━━━ RECORDED DATA ━━━

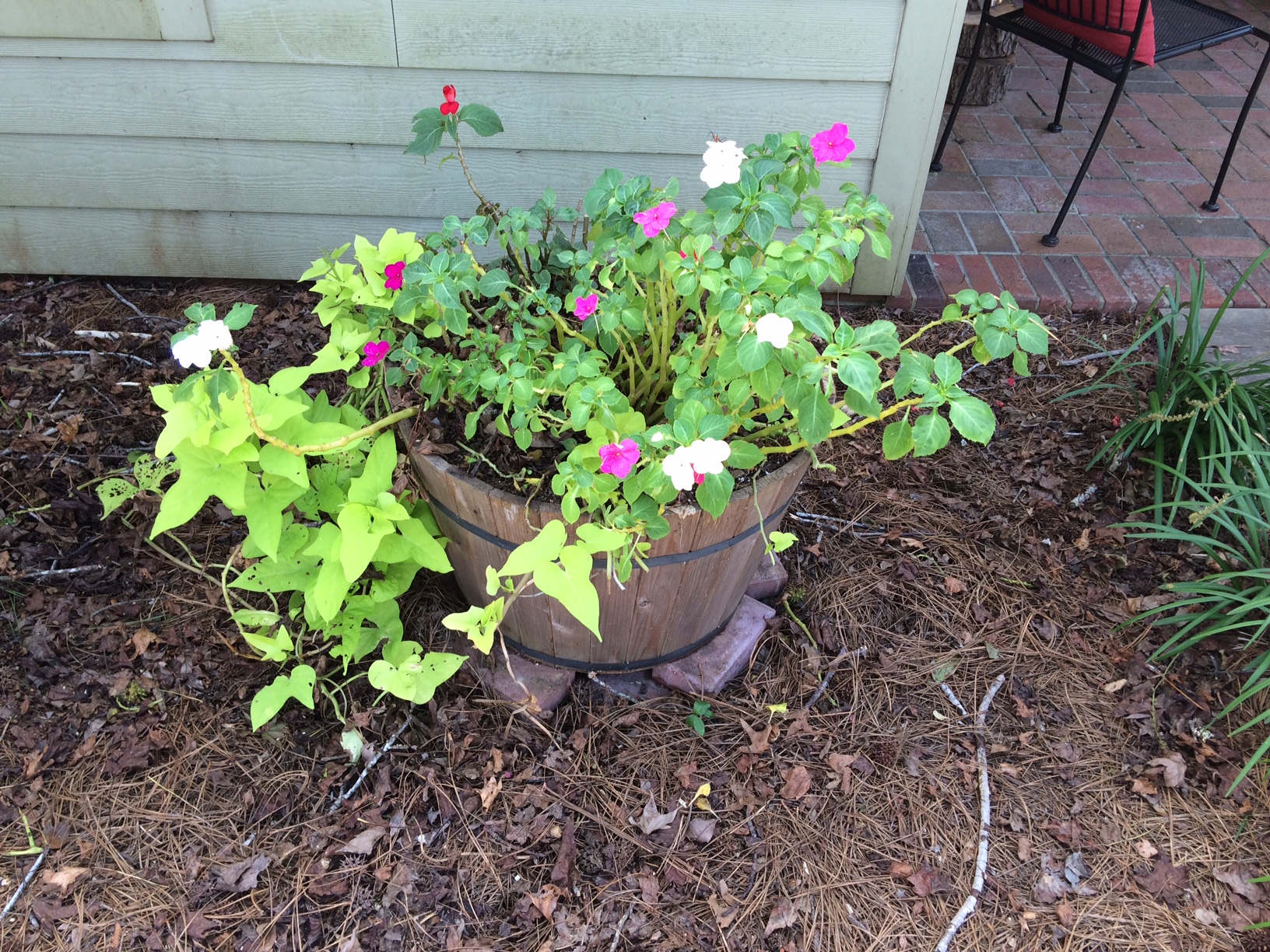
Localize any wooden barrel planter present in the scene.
[410,446,810,671]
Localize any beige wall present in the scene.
[0,0,960,295]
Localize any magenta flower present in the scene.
[362,340,392,367]
[631,201,677,237]
[812,122,856,165]
[573,293,599,321]
[599,438,639,480]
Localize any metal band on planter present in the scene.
[428,488,798,571]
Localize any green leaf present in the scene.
[498,519,569,575]
[697,470,737,519]
[798,387,833,446]
[225,310,255,330]
[728,439,767,470]
[949,395,997,443]
[251,664,318,731]
[476,268,512,297]
[366,642,468,705]
[235,627,296,663]
[882,414,914,460]
[458,103,503,136]
[913,410,952,456]
[746,208,776,247]
[531,548,603,641]
[96,478,140,519]
[737,334,774,373]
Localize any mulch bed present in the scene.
[0,278,1270,952]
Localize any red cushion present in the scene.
[1023,0,1156,66]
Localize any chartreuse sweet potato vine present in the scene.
[102,88,1047,726]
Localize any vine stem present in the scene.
[219,350,419,456]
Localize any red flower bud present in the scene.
[440,86,458,116]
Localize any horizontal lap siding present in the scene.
[0,0,903,278]
[0,135,872,218]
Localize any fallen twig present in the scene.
[802,645,868,711]
[935,674,1006,952]
[586,671,639,705]
[326,705,414,816]
[1058,347,1129,367]
[609,902,635,952]
[0,849,48,922]
[18,350,153,367]
[0,565,105,581]
[105,285,181,325]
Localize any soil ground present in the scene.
[0,277,1270,952]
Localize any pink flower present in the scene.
[631,201,677,237]
[573,293,599,321]
[362,340,392,367]
[812,122,856,165]
[599,438,639,480]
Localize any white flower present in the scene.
[754,313,794,350]
[171,321,233,368]
[661,439,731,492]
[701,138,746,188]
[198,321,233,350]
[689,439,731,474]
[661,446,696,492]
[171,334,212,367]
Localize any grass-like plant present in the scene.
[1069,250,1270,789]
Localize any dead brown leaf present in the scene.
[763,896,802,936]
[530,882,565,922]
[1151,751,1186,787]
[1134,853,1188,905]
[740,721,780,754]
[908,866,952,898]
[212,853,269,892]
[781,764,812,800]
[339,826,388,856]
[1213,863,1265,902]
[40,866,89,896]
[1054,898,1075,929]
[480,775,503,812]
[551,816,578,890]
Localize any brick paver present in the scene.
[889,11,1270,312]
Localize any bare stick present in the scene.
[1058,347,1129,367]
[935,674,1006,952]
[7,565,105,581]
[802,645,868,711]
[609,902,635,952]
[0,849,48,922]
[18,350,153,367]
[587,671,639,705]
[326,705,414,816]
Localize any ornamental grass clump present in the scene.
[103,86,1047,725]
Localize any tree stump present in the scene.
[945,0,1019,105]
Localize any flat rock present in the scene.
[595,671,671,701]
[466,643,577,711]
[746,556,790,602]
[653,595,776,695]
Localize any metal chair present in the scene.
[931,0,1270,247]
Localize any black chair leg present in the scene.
[1045,60,1073,132]
[1200,33,1270,212]
[931,10,992,171]
[1040,72,1129,247]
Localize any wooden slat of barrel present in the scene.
[410,436,809,667]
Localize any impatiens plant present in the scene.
[101,86,1047,731]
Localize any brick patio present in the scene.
[889,0,1270,312]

━━━

THE EXERCISE:
Rewrite the records above, replacing "present in the scene" with "visible in the image" and keeping everything else unchanged. Leave the pictures out of your answer.

SOLVED PROBLEM:
Localize any wooden barrel planter visible in the image.
[410,446,810,671]
Localize any beige wall visible in the image.
[0,0,960,295]
Localize any magenta flower visible in the image.
[362,340,392,367]
[631,201,677,237]
[812,122,856,165]
[573,293,599,321]
[599,438,639,480]
Localize any metal band on planter visible in the image.
[428,488,798,571]
Localize any green leaf visible in the image.
[498,519,569,575]
[697,470,737,519]
[798,387,833,446]
[225,310,255,330]
[728,439,767,470]
[949,395,997,443]
[251,664,318,731]
[476,268,512,297]
[366,642,468,705]
[235,627,296,663]
[882,414,914,460]
[458,103,503,136]
[913,410,952,456]
[746,208,776,247]
[531,548,603,641]
[96,478,140,519]
[737,334,774,373]
Localize any mulch bed visible in the image.
[0,278,1270,952]
Localize any red cushion visible in the image.
[1023,0,1156,66]
Localize any chartreuse sweet potato vine visible in the image.
[102,88,1047,726]
Localize any vine stem visible in the image.
[219,350,419,456]
Localize any red flower bud visible in the image.
[440,86,458,116]
Localize any horizontal lap siding visible in the image.
[0,0,903,278]
[0,135,872,218]
Localize any fallen twig visible in the image.
[802,645,868,711]
[935,674,1006,952]
[586,671,639,705]
[326,705,414,816]
[1058,347,1129,367]
[609,902,635,952]
[0,849,48,922]
[18,350,153,367]
[0,565,105,581]
[105,285,181,325]
Localize any soil ground visible in the image.
[0,277,1270,952]
Localize any pink flower visible in the image.
[631,201,677,237]
[573,293,599,321]
[362,340,392,367]
[812,122,856,165]
[599,438,639,480]
Localize any white flower visible in the image.
[754,313,794,350]
[171,321,233,368]
[661,439,731,492]
[701,138,746,188]
[198,321,233,350]
[689,439,731,474]
[661,446,696,492]
[171,334,212,367]
Localize any grass-like plant visible in the image.
[1069,250,1270,789]
Localize any dead brown leaf visible in the image.
[763,896,802,936]
[530,882,565,922]
[1151,751,1186,787]
[1134,853,1188,905]
[740,721,780,754]
[908,866,952,898]
[212,853,269,892]
[781,764,812,800]
[339,826,388,856]
[1213,863,1265,902]
[40,866,89,896]
[1054,898,1075,929]
[480,775,503,812]
[551,816,578,890]
Localize any brick paver visible in the image.
[889,11,1270,312]
Localize any bare stick visible in the image.
[1058,347,1129,367]
[935,674,1006,952]
[7,565,105,581]
[802,645,868,711]
[609,902,635,952]
[0,849,48,922]
[18,350,153,367]
[587,671,639,705]
[326,705,414,816]
Localize any ornamental grass clump visible in the image.
[103,86,1047,725]
Localize any tree stump visible in the image.
[945,0,1019,105]
Localize any flat rock visible in the image.
[595,671,671,701]
[466,643,577,711]
[746,556,790,602]
[653,595,776,695]
Localize any metal chair visible in the image.
[931,0,1270,247]
Localize any black chair leg visible in the image.
[1045,60,1073,132]
[1200,33,1270,212]
[931,10,992,171]
[1040,72,1129,247]
Localize any wooden slat of barrel visible in the image.
[410,436,809,667]
Localize any impatiens plant visible in the image.
[101,86,1047,731]
Localize any brick patio visible in the image.
[889,0,1270,312]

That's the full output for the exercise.